RECORD EXCERPTS Block Start

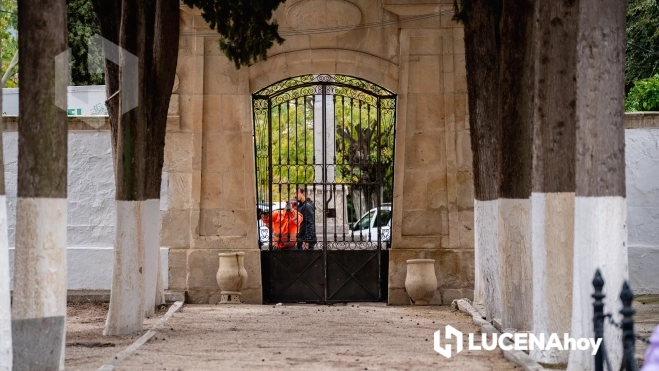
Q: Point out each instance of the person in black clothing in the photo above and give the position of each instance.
(307, 237)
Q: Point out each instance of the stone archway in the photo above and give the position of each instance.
(332, 135)
(209, 156)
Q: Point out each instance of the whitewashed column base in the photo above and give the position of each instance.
(5, 301)
(486, 226)
(515, 263)
(151, 231)
(40, 262)
(600, 241)
(553, 243)
(126, 311)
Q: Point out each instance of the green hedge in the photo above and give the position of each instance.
(644, 96)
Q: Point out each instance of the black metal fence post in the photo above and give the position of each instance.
(628, 338)
(598, 317)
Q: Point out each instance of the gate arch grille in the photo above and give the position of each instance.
(334, 136)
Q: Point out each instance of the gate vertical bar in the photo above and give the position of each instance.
(628, 338)
(380, 183)
(324, 180)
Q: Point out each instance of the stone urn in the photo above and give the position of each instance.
(231, 276)
(243, 271)
(421, 282)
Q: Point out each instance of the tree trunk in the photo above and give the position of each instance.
(160, 287)
(600, 204)
(40, 261)
(482, 62)
(516, 115)
(149, 31)
(5, 299)
(553, 171)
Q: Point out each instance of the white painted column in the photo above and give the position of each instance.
(40, 261)
(553, 241)
(5, 304)
(515, 263)
(151, 231)
(486, 226)
(126, 311)
(600, 241)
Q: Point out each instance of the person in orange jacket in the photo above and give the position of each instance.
(284, 225)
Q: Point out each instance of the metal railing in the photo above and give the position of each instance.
(600, 318)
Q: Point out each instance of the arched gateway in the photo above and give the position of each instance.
(211, 170)
(333, 135)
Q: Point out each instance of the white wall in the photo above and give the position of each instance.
(91, 208)
(642, 159)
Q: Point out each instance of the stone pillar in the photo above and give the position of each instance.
(209, 167)
(330, 133)
(433, 189)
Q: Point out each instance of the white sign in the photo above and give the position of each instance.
(518, 341)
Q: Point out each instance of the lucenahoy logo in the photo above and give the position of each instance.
(508, 341)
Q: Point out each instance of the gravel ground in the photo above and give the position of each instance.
(304, 337)
(86, 347)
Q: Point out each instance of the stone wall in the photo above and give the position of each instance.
(209, 156)
(642, 164)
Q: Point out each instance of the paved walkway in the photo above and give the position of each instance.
(305, 337)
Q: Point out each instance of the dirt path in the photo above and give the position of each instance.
(304, 337)
(86, 347)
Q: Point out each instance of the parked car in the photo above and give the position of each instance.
(366, 228)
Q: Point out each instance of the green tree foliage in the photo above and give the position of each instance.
(363, 150)
(642, 60)
(8, 27)
(644, 96)
(82, 26)
(246, 28)
(364, 146)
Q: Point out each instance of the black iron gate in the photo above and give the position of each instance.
(333, 135)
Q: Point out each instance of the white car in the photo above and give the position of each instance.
(366, 228)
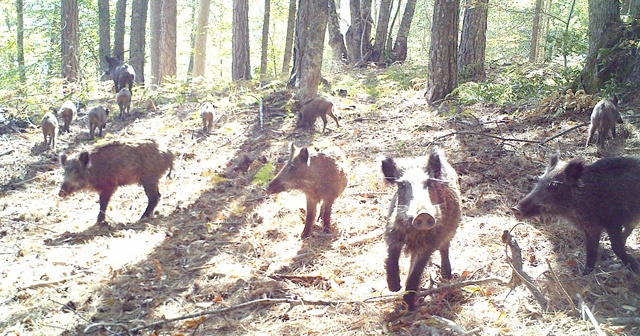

RECORD EXCERPTS Block End

Strip out the images, then output the records above word for word.

WRITTEN ANSWER
Q: Point out each instance of the person in black clothing in the photo above and give the position of each instance.
(307, 237)
Q: Point out each instance of the stone archway in the photo above and give the position of each instance.
(332, 135)
(209, 156)
Q: Point out each instance of the whitewashed column base in the photo above and give the position of each instance.
(5, 301)
(486, 226)
(515, 263)
(151, 231)
(40, 262)
(600, 241)
(553, 243)
(126, 311)
Q: Point out each instance of the green hedge in the photo above and give the position of each instance.
(644, 96)
Q: Point out each instance of the black metal fence post in the photo above and give the position of each instance.
(628, 338)
(598, 317)
Q: Point out each instance of the gate arch grille in the photo above and give the position of each instance.
(334, 136)
Q: Point out each instance of the gate vertical bar in the photo above and give the position of each instance.
(628, 338)
(380, 183)
(324, 180)
Q: Point out each instance of the stone urn in the photo above and give the position of each instance.
(231, 276)
(243, 271)
(421, 282)
Q: Point out each instance of the tree trunk in the photo above and give the position of each instance.
(160, 287)
(600, 204)
(40, 261)
(482, 62)
(516, 115)
(149, 31)
(5, 299)
(553, 171)
Q: Point out each instance of the white painted column in the photo above and give the position of each instance.
(40, 261)
(553, 241)
(5, 304)
(515, 263)
(151, 231)
(486, 226)
(126, 311)
(600, 241)
Q: Point out each instance of the person in orange jacket in the photo above and give the position of each instance.
(284, 225)
Q: Point out each instance of the metal railing in the photo above and give the position of each instance.
(600, 318)
Q: Point out each instance of the arched gateway in the photo above and give the position of each instance.
(211, 170)
(333, 135)
Q: Point out each instance of the white wall in the photo above and give the position of each instance.
(91, 208)
(642, 159)
Q: Point out each instance of the stone pillar in the photo above and give the position of each instance.
(209, 167)
(330, 133)
(433, 189)
Q: Point out each instance of the white sign in the photo above and give the position of each instance.
(518, 341)
Q: Point out each instance of the lucenahoy logo in the photo above and give the position of each instance.
(508, 341)
Q: Point out each instance of the gravel ground in the photo above and give the position of each instance.
(304, 337)
(86, 347)
Q: Point out each instance of the stone wall in the photo above and give the position of each instance.
(209, 156)
(642, 164)
Q: Point out each instance of the paved walkway in the photo above and give the position of each instance.
(305, 337)
Q: Point out each instance of the dirt path in the photo above and give the position of each instance.
(304, 337)
(86, 347)
Q: Point out each instance of the parked car in the photo above and give the position of each instance.
(366, 228)
Q: Point out each instance of the green tree foliage in the photo above and give the position of each instance.
(363, 150)
(642, 60)
(8, 27)
(644, 96)
(82, 26)
(246, 28)
(364, 146)
Q: Point out each instance of the black iron gate in the photo above and give the position of each instance.
(333, 135)
Q: Point out each instance of the white car in the photo above and give the position of each instance.
(366, 228)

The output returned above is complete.